◆ WHAT YOU NEED TO DO
- A) Answer these three questions from the hospital-stay post, one line each:
(i) What test was the writer able to finish at the Neuropsychologist appointment?
(ii) What brand of VCR did the nurse question the writer about?
(iii) At what time will the MRI start on the morning of admission?
- B) List every type of seizure the writer of the hospital-stay post says they have.
- C) Write the next part of the post about getting ready for a hospital stay, picking up after its last sentence.

GIVEN PASSAGE section start

Clean hair: check!
Bag full of comfy clothes: check!
Ingredients for PB & Js: check!
Zack Morris under my arm: check!
Excitement/Readiness: the pen hasn't made it to the paper just yet...
Today included the last of my appointments pre-admission for the hospital stay. As a student of Psychology I was all pumped up to meet with the Neuropsychologist who I was scheduled with this morning, thinking to myself, "alright, lady, let's do this. Two can play this game." She must have seen me coming, though, and had to cut the appointment short due to "overlapping of patients." I think she mispronounced "intimidation." To add insult to injury, when asking my marital status, she was anything but surprised to hear that I was single. It was probably the hair... I did have time enough to get through the MMPI test, though. I must say, that thing is a little tricky. You have to decide whether the answer you're choosing is how you really feel OR if it's what you THINK you should feel. It's hard to know if you're being consistent. And there were a ton of questions about flowers? The results should be interesting to pick apart.
Next up was a MINCEP Wellness appointment. Let's put this simply...
These are incredibly entertaining and informative.
In all honesty, they really aren't that bad. I learned a lot about the seizures I have, which include Generalized Tonic-Clonic (Grand Mal), Simple Partial, and Absence (Petit Mal). Missy the nurse burned me once again by questioning my knowledge and ability to work a simple JVC VCR. Ummm, with all due respect, Nurse Missy, let's put 2 and 2 together--a VCR needs to be operated...a girl who grew up as the classic 90s kid is a candidate for VCR operation...can you say, "match made in heaven"?! Needless to say, I watched those videos like a boss and Missy didn't bother with anymore silly questions.
Once done with my sweet vids I was able to speak with a nurse who filled me in on the series of events that will take place upon Admission tomorrow morning. We'll start off with an MRI at 7:30 am (one of my least favorites, but potentially most informative) where I'll be trying to remember to keep my eyes closed, NOT watching myself go into the tiny tube and having a little freakout, knowing that I'll be stuck in there for the next hour, praying that I didn't forget about any metal that the gigantic magnet would pull from my body. Lovely, yes?

GIVEN PASSAGE section end
PROVIDED INFORMATION section start

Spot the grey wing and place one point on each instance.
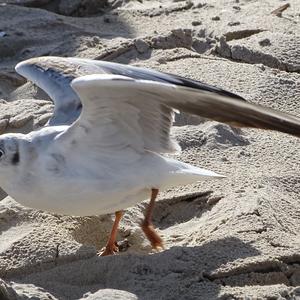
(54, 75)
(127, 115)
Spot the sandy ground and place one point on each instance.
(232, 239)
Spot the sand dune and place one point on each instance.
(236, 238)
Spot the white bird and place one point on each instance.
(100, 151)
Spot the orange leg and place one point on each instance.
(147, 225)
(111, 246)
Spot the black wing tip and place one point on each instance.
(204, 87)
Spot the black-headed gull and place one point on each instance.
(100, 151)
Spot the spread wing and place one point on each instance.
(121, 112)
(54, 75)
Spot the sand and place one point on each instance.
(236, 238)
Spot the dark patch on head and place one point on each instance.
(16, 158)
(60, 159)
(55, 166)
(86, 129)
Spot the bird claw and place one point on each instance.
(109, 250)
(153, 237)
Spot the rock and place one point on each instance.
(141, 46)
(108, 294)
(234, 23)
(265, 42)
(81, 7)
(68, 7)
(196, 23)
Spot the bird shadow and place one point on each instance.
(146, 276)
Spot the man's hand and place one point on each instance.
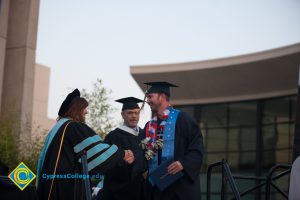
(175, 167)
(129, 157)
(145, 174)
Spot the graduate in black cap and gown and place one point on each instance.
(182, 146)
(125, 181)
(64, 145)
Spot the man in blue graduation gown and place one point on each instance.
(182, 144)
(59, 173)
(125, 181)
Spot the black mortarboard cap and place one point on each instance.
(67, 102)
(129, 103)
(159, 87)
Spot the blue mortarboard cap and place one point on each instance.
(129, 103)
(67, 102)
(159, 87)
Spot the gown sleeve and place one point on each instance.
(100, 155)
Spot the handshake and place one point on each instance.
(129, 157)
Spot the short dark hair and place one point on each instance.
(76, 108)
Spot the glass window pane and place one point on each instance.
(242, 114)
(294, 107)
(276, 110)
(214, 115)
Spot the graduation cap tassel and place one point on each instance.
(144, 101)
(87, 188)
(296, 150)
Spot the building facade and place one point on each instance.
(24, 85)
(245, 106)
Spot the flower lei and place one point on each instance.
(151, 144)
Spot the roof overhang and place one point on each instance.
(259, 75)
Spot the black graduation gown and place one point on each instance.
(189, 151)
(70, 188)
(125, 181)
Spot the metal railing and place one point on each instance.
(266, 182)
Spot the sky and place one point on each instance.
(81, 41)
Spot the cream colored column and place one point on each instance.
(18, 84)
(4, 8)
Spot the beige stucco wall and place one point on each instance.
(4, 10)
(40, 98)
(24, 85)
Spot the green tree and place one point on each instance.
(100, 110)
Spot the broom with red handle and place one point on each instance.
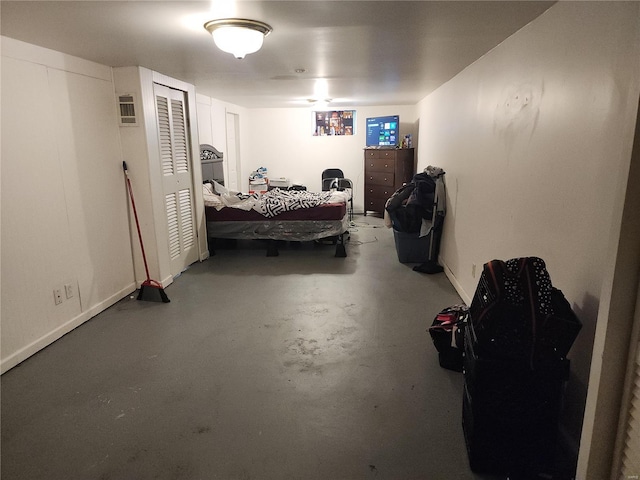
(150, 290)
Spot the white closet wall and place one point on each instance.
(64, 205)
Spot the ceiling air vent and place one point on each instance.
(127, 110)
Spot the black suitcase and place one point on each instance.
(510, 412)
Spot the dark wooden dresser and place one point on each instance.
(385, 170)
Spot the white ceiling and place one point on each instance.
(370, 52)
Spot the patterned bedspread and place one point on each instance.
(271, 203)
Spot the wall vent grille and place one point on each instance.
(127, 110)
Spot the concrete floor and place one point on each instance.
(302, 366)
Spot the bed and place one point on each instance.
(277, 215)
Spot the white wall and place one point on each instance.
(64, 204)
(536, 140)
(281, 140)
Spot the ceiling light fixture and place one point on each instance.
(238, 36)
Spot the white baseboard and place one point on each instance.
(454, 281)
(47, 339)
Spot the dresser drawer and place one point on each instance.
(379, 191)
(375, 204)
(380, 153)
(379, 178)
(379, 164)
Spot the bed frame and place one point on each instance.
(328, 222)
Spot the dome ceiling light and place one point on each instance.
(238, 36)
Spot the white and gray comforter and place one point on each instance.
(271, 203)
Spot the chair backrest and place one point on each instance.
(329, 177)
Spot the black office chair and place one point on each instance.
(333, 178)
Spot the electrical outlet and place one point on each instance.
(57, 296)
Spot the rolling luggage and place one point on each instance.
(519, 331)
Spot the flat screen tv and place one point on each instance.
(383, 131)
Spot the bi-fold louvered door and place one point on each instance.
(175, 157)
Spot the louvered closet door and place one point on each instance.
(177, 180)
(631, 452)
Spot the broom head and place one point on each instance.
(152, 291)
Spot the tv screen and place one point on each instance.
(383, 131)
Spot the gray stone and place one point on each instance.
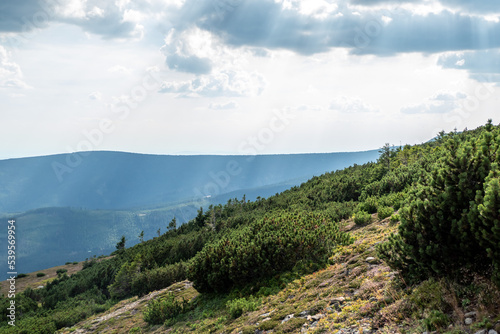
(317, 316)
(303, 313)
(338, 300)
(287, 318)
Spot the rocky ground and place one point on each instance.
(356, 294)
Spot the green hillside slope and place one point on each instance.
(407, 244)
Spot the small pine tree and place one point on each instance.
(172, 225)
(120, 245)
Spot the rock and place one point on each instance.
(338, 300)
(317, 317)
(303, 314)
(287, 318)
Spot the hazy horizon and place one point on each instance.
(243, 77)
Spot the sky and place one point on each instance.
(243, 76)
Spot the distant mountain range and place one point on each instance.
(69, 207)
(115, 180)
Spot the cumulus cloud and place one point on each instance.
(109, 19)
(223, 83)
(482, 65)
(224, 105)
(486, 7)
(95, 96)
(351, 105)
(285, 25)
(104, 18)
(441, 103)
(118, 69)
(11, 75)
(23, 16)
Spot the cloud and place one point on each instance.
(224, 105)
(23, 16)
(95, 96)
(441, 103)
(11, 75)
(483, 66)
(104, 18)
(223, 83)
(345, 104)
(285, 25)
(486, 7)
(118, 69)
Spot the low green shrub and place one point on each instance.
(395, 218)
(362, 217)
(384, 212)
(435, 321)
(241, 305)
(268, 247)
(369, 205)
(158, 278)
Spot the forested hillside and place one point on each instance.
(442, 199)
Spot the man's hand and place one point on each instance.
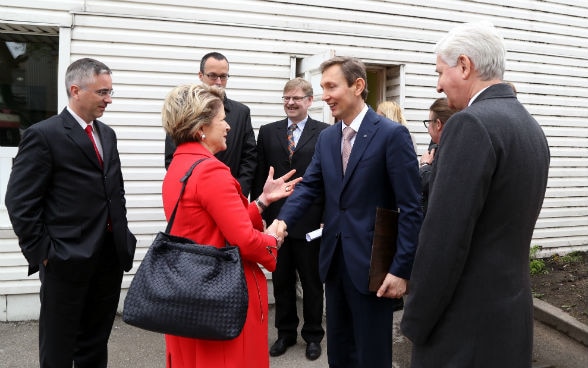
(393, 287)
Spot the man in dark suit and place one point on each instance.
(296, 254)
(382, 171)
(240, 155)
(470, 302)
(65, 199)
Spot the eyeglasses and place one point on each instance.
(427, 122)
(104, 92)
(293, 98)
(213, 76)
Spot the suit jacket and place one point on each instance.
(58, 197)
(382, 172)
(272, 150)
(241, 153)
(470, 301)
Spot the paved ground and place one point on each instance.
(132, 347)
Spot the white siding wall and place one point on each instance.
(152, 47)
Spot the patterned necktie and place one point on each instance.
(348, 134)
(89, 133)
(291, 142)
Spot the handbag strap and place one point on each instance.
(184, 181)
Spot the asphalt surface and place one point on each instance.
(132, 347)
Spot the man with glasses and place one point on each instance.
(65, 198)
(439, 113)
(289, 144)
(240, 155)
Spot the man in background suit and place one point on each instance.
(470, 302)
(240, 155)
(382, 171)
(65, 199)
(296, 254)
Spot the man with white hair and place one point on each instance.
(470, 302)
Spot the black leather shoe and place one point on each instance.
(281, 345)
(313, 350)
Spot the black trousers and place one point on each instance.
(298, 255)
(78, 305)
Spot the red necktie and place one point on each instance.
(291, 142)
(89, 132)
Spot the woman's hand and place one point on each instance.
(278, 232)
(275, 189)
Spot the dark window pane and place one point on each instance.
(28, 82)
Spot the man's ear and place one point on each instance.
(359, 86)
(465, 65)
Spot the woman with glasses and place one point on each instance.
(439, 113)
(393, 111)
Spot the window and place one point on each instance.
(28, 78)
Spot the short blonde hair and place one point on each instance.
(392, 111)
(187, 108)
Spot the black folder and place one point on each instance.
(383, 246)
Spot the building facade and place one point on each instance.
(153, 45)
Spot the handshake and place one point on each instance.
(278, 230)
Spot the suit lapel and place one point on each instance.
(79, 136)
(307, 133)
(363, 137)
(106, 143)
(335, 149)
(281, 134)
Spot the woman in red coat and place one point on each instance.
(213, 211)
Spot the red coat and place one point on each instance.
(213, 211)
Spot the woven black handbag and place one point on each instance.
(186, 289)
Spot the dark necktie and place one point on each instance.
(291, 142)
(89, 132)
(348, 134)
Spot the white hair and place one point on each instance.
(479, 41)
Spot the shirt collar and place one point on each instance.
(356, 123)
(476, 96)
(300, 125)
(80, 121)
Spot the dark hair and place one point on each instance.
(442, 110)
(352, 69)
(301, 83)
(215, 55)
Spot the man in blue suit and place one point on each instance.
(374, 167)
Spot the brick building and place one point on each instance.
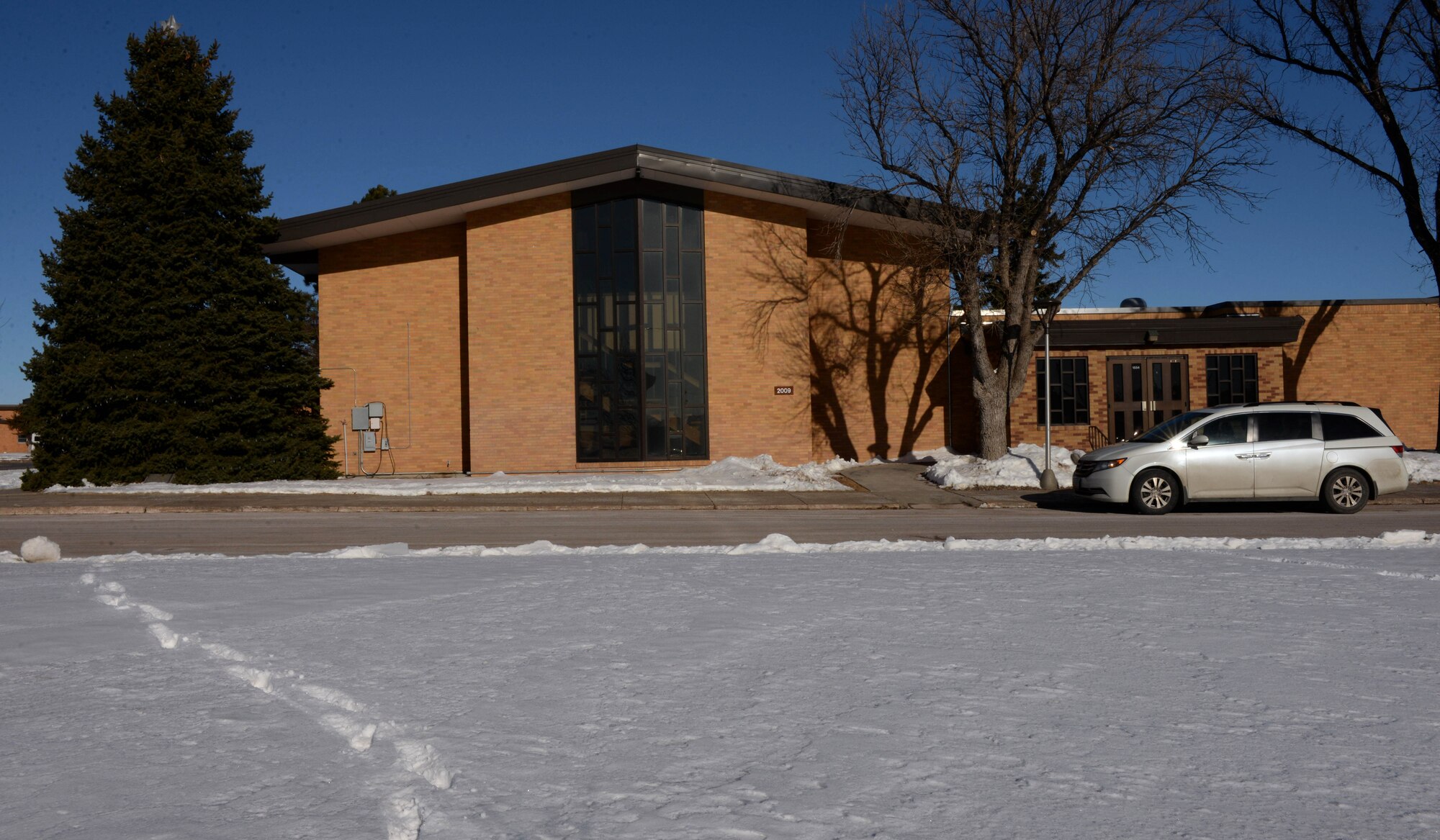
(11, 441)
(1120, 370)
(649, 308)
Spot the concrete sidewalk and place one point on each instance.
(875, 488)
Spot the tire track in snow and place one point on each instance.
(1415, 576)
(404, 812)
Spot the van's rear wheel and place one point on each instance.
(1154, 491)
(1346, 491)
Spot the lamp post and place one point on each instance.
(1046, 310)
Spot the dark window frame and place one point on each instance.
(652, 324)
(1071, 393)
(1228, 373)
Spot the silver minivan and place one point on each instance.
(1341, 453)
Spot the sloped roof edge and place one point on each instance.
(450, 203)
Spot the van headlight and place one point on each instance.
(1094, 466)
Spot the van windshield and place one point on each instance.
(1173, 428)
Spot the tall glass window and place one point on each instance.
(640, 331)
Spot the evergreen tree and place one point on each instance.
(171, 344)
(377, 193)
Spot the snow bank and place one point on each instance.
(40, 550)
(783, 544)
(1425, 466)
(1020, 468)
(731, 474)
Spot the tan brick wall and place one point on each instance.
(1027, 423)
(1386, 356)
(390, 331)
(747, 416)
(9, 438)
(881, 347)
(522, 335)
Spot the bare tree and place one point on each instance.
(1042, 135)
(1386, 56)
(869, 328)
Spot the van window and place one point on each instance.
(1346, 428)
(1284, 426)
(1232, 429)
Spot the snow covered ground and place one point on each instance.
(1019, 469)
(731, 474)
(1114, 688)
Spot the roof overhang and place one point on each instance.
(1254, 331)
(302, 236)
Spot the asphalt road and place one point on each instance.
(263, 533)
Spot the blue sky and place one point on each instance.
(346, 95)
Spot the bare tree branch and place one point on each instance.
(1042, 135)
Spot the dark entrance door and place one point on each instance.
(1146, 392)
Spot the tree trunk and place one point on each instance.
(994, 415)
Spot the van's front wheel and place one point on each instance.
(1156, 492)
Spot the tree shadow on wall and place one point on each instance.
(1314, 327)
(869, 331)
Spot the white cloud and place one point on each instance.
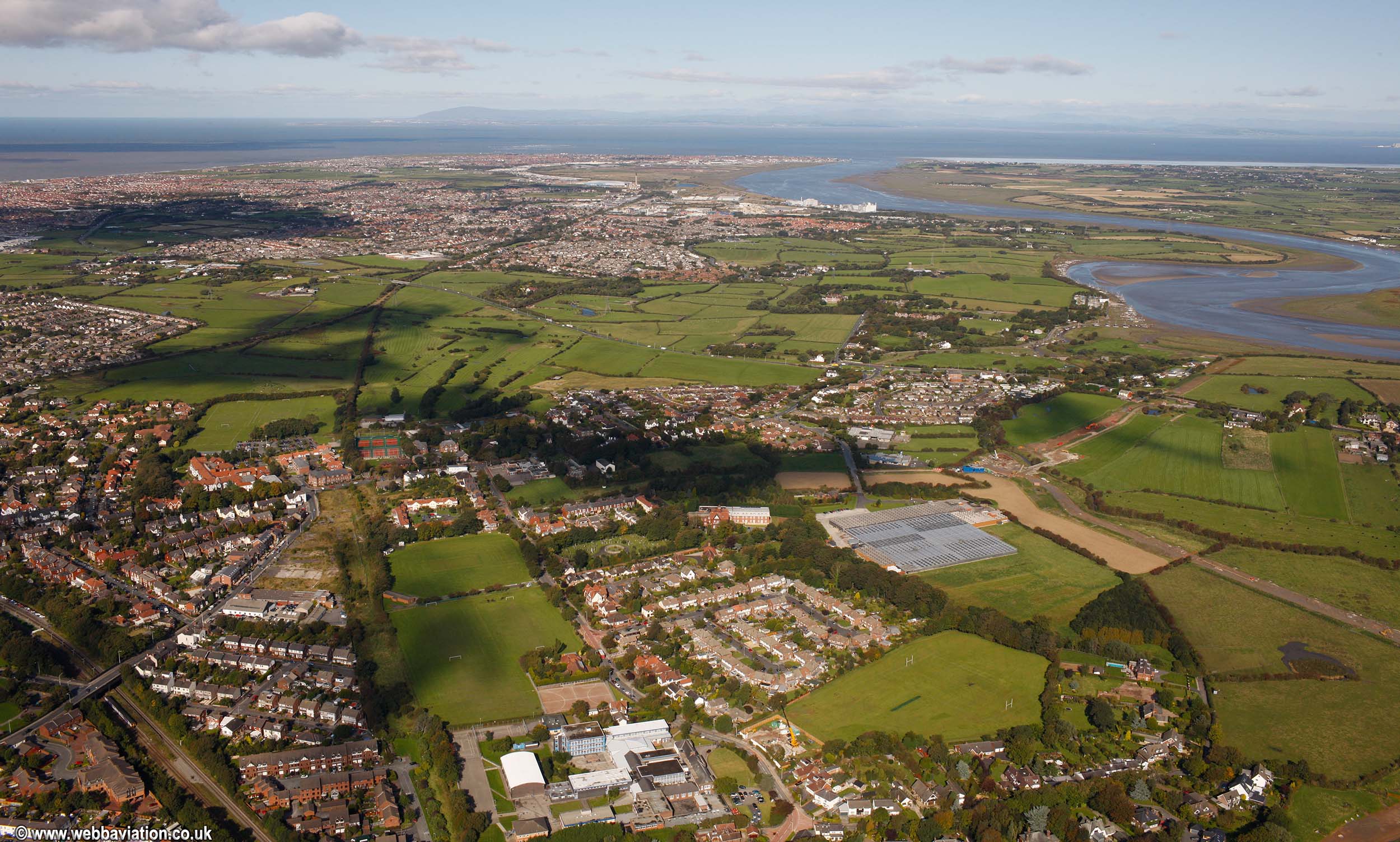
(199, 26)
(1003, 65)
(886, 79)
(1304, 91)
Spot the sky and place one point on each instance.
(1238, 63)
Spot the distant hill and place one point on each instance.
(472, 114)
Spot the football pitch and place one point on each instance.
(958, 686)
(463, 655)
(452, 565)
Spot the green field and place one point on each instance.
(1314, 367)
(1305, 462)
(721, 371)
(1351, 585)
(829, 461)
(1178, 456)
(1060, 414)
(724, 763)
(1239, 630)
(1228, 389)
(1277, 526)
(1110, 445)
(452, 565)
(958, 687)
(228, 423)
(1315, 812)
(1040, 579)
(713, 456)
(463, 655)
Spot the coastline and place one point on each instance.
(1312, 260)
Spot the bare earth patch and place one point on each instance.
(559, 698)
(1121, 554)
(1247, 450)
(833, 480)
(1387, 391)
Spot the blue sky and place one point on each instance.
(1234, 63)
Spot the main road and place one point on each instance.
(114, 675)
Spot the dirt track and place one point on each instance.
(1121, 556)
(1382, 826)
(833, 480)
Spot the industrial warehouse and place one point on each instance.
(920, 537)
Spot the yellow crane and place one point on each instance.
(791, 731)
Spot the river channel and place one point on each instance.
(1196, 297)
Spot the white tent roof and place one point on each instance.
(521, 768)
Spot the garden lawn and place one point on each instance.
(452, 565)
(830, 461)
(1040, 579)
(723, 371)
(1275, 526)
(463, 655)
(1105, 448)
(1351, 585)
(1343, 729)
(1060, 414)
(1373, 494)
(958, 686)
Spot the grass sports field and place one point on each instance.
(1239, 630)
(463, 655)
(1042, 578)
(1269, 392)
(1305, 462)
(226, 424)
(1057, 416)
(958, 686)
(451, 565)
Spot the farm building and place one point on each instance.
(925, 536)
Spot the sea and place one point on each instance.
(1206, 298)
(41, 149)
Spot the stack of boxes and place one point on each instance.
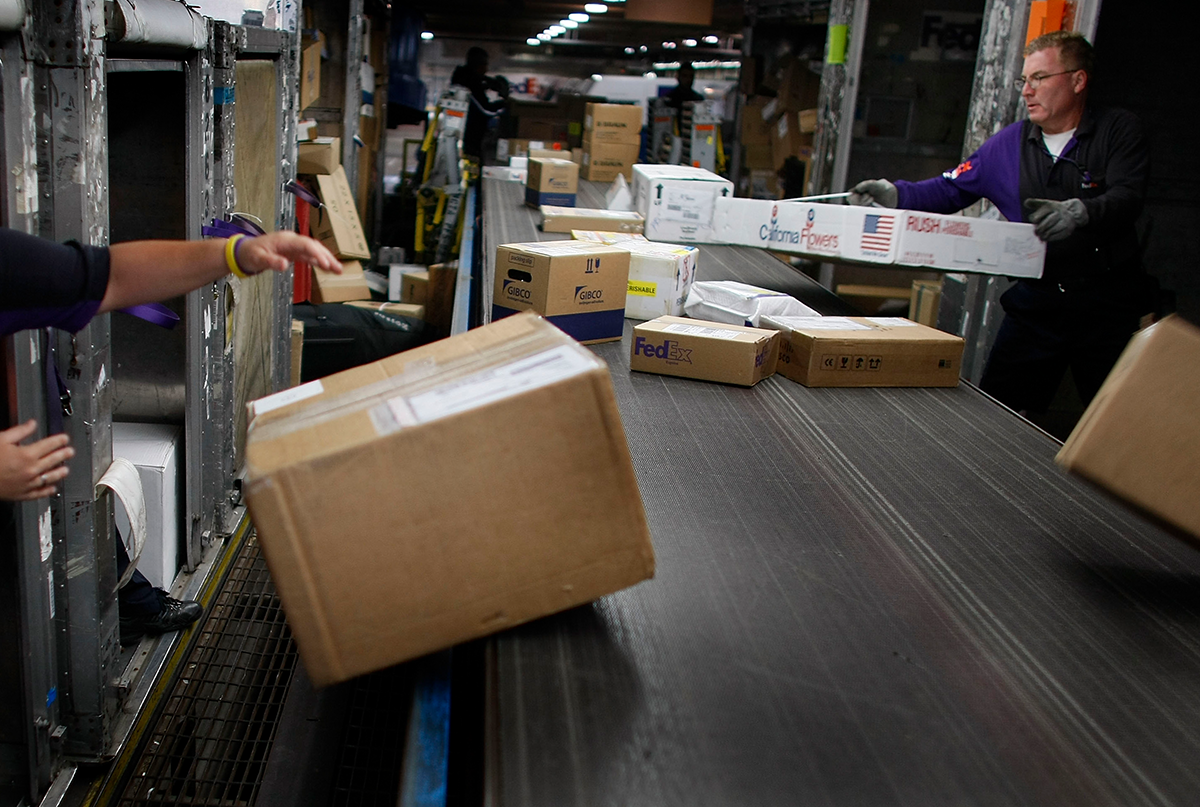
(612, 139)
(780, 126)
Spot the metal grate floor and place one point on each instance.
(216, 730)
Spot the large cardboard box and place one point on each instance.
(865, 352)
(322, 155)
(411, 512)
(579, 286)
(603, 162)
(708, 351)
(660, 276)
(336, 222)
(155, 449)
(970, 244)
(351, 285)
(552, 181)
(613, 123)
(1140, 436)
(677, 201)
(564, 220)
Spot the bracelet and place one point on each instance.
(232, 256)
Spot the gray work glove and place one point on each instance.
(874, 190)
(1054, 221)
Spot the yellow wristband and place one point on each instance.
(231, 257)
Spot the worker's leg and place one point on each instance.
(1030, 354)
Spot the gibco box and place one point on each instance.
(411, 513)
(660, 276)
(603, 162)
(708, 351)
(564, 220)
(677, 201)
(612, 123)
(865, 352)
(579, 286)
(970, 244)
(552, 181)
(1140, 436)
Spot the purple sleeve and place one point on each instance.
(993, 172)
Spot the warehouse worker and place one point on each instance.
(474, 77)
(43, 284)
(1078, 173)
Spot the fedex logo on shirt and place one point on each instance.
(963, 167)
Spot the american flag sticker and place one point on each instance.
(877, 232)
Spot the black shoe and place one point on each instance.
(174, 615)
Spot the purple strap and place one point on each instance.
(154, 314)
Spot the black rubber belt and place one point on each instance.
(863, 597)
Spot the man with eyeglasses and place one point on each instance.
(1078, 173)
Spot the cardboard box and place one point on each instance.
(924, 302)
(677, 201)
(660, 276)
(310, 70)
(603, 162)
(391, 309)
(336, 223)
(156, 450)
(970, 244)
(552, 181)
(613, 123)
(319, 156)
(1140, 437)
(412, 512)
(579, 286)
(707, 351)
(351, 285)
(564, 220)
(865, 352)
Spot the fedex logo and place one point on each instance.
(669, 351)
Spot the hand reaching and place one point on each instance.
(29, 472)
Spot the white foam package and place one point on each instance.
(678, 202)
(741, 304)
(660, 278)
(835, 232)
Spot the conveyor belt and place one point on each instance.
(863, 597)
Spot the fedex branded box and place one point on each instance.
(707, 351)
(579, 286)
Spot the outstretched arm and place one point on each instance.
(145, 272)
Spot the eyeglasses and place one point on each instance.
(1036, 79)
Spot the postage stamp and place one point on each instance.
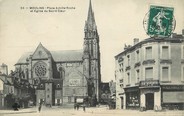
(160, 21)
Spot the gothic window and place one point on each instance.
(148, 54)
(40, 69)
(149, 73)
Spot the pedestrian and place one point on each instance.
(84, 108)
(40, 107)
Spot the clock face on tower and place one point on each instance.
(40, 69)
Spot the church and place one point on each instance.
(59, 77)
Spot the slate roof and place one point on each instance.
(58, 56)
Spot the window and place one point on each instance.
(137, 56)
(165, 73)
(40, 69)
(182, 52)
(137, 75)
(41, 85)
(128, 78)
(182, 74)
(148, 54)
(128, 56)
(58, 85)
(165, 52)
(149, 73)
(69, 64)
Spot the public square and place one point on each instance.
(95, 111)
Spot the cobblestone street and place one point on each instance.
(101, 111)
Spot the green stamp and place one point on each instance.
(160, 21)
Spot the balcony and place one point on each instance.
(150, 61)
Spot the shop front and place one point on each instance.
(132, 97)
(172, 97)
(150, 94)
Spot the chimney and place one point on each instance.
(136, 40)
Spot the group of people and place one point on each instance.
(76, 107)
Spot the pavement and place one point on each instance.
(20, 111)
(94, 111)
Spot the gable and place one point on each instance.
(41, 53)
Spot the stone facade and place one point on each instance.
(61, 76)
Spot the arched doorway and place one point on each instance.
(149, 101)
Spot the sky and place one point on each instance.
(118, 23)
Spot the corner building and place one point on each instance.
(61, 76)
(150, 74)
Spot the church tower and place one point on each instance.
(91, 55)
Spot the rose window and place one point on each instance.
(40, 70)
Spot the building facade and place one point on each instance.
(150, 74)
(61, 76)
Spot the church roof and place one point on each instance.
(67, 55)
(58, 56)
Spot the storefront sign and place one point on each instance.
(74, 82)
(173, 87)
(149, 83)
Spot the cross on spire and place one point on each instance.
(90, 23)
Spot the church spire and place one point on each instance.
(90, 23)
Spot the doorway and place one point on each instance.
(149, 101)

PROVIDED INFORMATION section end

◆ RESPONSES BY TASK
- A)
(i) The MMPI test
(ii) JVC
(iii) 7:30 am

- B) Generalized Tonic-Clonic (Grand Mal), Simple Partial, Absence (Petit Mal)

- C)
Immediately following the MRI I will be whisked away to my Unit that I will be calling home for the next 3-10 days, depending upon how quickly seizures are willing to come and how well they are able to read what the EEG shows. As I said a couple days ago, it's really weird to ask, but can we pray that I'll have some seizures this week? Even little ones will help us make some progress.
It's ridiculous to think that whatever happens this week is going to determine so much of what might happen in the future. I'm constantly being asked what every other college student is being asked: "what are you majoring in?" and when we tell them, "oh, okay. and what do you want to do with that when you're done?" and we try to play it cool with a vague answer, while in our minds, all we hear is, "holy crap, how am I supposed to know what will happen between now and then?!" Some do know what they want to do and where they'd like to go, and that is awesome. Sometimes I'm envious, I won't lie. On the other hand, I feel great about remaining open to opportunities. With everything going on in the medical category, though, I've been feeling frustrated, like I'm in a limbo position to hurry up and wait. But here's the thing: it's not up to me to make my plan. I figure there are two ways to look at it: 1) the way I have always looked at it: this is a pain in the butt standing in the way of planning my future. OR 2) the way I should be looking at it: this is my road. And what I need to accept is that all of this craziness is a part of exactly what is supposed to be happening. Regardless of the fact that I have NO IDEA where I'm going, this is the way to get there.